# [Directive 1]
Reproduce verbatim the part of the passage on the India-Pakistan rivalry in Afghanistan that lies between "The hostility between" and "the other regional.", inclusive.

A Deadly Triangle: Afghanistan, Pakistan and India

The hostility between India and Pakistan lies at the heart of the current war in Afghanistan. Most observers in the West view the Afghanistan conflict as a battle between the U.S. and the NATO-led International Security Assistance Force (ISAF) on one hand, and al-Qaida and the Taliban on the other. In reality this has long since ceased to be the case. Instead our troops are now caught up in a complex war shaped by two pre-existing and overlapping conflicts: one local and internal, the other regional.

Within Afghanistan, the war is viewed primarily as a Pashtun rebellion against President Hamid Karzai’s regime, which has empowered three other ethnic groups—the Tajiks, Uzbeks and Hazaras of the north—to a degree that the Pashtuns resent. For example, the Tajiks, who constitute only 27% of the Afghan population, still make up 70% of the officers in the Afghan army.


The Pashtuns had held sway in Afghan politics ever since the state assumed its current boundaries in the 1860s. By aligning with the Tajiks of the northern provinces against the Pashtuns of the south, the U.S. saw itself making common cause with the forces of secularism against militant Islam; but it was unwittingly taking sides in a complex civil war that has been going on since the 1970s—and that had roots going back much further than that. To this day, because the Pashtuns feel dominated by their ancestral enemies, many support or at least feel some residual sympathies for the Taliban.

There is also an age-old Pashtun-on-Pashtun element to the conflict. It pits Taliban from the Ishaqzai tribe, parts of the Nurzais, Achakzais, and most of the Ghilzais, especially the Hotak and Tokhi Ghilzais, against the more “establishment” Durrani Pashtun tribes: the Barakzais, Popalzais and Alikozais.

Beyond this indigenous conflict looms the much more dangerous hostility between the two regional powers—both armed with nuclear weapons: India and Pakistan. Their rivalry is particularly flammable as they vie for influence over Afghanistan. Compared to that prolonged and deadly contest, the U.S. and ISAF are playing little more than a bit part—and they, unlike the Indians and Pakistanis, are heading for the exit.


In the eyes of the world, never has the contrast between the two countries appeared so stark as it is now: one is widely perceived as the next great superpower, famous for its software geniuses, its Bollywood babes, its fast-growing economy and super-rich magnates; the other written off as a failed state, a world center of Islamic radicalism, the hiding place of Osama bin Laden, and the only ally of the U.S. whose airspace Washington has been ready to violate and whose villages it regularly bombs. However unfair this stereotyping may be, it’s not surprising that many Pakistanis see their massive neighbor as threatening the very existence of their state.

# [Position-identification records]
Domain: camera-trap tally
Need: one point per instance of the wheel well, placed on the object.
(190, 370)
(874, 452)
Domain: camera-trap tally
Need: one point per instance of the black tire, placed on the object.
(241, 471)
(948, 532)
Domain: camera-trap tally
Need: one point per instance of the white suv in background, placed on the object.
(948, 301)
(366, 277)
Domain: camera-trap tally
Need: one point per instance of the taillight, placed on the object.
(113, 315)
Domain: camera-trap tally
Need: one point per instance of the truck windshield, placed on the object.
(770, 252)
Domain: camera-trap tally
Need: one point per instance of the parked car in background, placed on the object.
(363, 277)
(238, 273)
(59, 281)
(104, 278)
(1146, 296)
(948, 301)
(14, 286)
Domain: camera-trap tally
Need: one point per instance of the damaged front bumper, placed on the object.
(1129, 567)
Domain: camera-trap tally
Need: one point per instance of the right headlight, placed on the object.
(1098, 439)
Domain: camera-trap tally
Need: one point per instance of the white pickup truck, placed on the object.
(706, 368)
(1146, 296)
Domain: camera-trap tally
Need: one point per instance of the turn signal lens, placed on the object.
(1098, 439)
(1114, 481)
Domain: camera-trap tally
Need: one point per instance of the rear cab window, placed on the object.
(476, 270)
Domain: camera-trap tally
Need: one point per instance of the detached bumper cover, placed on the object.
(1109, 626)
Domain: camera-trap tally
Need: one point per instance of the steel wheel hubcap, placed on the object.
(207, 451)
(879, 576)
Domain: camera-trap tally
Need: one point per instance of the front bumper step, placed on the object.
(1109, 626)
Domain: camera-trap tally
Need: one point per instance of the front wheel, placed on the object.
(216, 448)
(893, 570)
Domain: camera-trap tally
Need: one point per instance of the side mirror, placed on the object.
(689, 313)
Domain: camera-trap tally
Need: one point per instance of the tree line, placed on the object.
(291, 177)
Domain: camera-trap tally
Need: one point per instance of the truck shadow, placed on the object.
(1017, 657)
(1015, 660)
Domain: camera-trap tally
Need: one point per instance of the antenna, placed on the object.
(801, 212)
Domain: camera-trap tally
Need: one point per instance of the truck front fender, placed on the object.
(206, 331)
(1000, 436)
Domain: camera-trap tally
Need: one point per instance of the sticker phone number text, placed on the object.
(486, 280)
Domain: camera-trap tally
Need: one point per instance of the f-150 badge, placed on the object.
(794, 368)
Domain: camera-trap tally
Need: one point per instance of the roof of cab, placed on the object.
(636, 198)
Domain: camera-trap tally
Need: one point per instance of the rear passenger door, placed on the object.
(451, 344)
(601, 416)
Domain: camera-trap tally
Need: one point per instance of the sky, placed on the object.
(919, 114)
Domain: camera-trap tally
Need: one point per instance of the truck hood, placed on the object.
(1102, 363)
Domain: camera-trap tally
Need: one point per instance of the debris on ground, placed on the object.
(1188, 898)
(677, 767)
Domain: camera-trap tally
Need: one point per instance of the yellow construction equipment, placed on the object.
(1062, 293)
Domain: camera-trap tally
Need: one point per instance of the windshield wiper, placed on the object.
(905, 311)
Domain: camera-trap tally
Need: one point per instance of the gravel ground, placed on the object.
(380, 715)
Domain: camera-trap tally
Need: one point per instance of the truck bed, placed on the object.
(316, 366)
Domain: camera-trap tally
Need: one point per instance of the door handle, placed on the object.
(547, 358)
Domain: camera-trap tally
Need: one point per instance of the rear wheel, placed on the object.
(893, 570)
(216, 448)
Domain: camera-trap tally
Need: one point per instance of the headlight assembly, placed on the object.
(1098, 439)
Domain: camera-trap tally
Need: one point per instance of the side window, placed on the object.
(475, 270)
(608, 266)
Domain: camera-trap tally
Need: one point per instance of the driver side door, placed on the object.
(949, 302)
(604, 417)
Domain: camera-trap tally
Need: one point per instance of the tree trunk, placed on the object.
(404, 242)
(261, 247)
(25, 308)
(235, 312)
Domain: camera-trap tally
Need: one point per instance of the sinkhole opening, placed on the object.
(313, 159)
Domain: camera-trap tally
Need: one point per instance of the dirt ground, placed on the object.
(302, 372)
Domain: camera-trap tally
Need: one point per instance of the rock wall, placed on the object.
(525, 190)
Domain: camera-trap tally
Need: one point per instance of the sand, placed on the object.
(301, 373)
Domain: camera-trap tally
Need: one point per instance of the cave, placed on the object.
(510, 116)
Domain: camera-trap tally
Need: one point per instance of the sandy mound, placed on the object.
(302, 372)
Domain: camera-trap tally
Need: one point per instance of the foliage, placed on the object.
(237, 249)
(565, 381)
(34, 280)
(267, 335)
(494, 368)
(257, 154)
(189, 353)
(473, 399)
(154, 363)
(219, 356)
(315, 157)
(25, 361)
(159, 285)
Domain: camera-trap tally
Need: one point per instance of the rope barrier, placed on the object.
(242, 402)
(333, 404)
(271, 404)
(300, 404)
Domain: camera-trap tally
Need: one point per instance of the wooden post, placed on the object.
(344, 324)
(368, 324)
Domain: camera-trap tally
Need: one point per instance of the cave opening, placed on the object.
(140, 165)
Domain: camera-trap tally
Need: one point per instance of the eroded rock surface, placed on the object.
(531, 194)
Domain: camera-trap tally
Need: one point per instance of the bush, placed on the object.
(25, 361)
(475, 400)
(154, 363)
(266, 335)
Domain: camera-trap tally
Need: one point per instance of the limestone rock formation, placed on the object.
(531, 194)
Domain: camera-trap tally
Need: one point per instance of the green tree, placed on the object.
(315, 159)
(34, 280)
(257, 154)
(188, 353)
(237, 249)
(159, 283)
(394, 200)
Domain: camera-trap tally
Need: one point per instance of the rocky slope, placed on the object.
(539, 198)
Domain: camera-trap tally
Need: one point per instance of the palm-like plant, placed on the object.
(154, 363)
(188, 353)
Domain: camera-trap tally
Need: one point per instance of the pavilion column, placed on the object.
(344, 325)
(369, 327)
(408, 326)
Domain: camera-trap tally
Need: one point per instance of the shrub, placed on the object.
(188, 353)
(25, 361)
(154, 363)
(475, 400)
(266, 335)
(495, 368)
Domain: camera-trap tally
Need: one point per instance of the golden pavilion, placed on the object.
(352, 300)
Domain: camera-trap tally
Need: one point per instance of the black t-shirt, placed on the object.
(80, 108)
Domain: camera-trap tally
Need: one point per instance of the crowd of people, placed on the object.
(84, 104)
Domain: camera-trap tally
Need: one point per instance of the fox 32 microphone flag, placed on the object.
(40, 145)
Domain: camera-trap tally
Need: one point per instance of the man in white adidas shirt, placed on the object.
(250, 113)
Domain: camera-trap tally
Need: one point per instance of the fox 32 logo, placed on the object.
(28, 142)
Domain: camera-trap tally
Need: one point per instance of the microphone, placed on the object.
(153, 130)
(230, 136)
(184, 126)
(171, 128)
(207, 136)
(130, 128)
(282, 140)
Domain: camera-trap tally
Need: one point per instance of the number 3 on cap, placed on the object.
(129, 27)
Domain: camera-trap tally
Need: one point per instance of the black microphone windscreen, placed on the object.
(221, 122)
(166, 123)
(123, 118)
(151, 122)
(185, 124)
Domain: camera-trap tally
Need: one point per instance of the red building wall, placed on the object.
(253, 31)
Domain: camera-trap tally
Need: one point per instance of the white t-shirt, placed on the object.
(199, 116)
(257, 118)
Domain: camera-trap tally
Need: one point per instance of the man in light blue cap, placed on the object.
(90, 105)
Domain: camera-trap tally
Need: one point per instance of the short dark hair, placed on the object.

# [Directive 2]
Rewrite the records between their first line and the line holding "(1015, 660)", inclusive, as a JSON list of strings with one string per line and blank lines omitted.

# [Reply 1]
The hostility between India and Pakistan lies at the heart of the current war in Afghanistan. Most observers in the West view the Afghanistan conflict as a battle between the U.S. and the NATO-led International Security Assistance Force (ISAF) on one hand, and al-Qaida and the Taliban on the other. In reality this has long since ceased to be the case. Instead our troops are now caught up in a complex war shaped by two pre-existing and overlapping conflicts: one local and internal, the other regional.

# [Reply 2]
[
  "Domain: camera-trap tally",
  "Need: one point per instance of the wheel well, placed on the object.",
  "(190, 370)",
  "(874, 452)",
  "Domain: camera-trap tally",
  "Need: one point per instance of the black tire, placed on the object.",
  "(241, 471)",
  "(948, 532)",
  "Domain: camera-trap tally",
  "Need: one point per instance of the white suv in background, placed on the object.",
  "(948, 301)",
  "(366, 277)",
  "Domain: camera-trap tally",
  "Need: one point per instance of the taillight, placed on the object.",
  "(113, 315)",
  "Domain: camera-trap tally",
  "Need: one point per instance of the truck windshield, placed on the object.",
  "(770, 252)",
  "Domain: camera-trap tally",
  "Need: one point per instance of the parked car in background, placed on the object.",
  "(363, 277)",
  "(238, 273)",
  "(59, 281)",
  "(104, 278)",
  "(1146, 296)",
  "(948, 301)",
  "(14, 286)",
  "Domain: camera-trap tally",
  "Need: one point per instance of the damaged front bumper, placed on the object.",
  "(1129, 567)",
  "Domain: camera-trap tally",
  "Need: one point per instance of the right headlight, placed on the object.",
  "(1098, 439)",
  "Domain: camera-trap tally",
  "Need: one point per instance of the white pickup truck, placed on the object.",
  "(706, 368)",
  "(1146, 296)",
  "Domain: camera-trap tally",
  "Need: one point per instance of the turn signal lens, placed on the object.",
  "(1098, 439)",
  "(1114, 481)",
  "Domain: camera-trap tally",
  "Need: one point per instance of the rear cab window, placed on the object.",
  "(476, 270)",
  "Domain: camera-trap tally",
  "Need: one point per instance of the detached bumper cover, placed on the object.",
  "(1109, 626)",
  "Domain: camera-trap tally",
  "Need: one point per instance of the steel wheel hubcap, placed on the object.",
  "(207, 451)",
  "(879, 576)",
  "Domain: camera-trap tally",
  "Need: one point per instance of the front bumper step, placed on the object.",
  "(1109, 626)",
  "Domain: camera-trap tally",
  "Need: one point per instance of the front wheel, placed on the object.",
  "(216, 448)",
  "(893, 570)",
  "Domain: camera-trap tally",
  "Need: one point per instance of the side mirror, placed on the object.",
  "(689, 313)",
  "Domain: camera-trap tally",
  "Need: one point per instance of the tree line, placed on the object.",
  "(291, 177)",
  "Domain: camera-trap tally",
  "Need: one point per instance of the truck shadow, placed on the object.",
  "(1017, 657)",
  "(1015, 660)"
]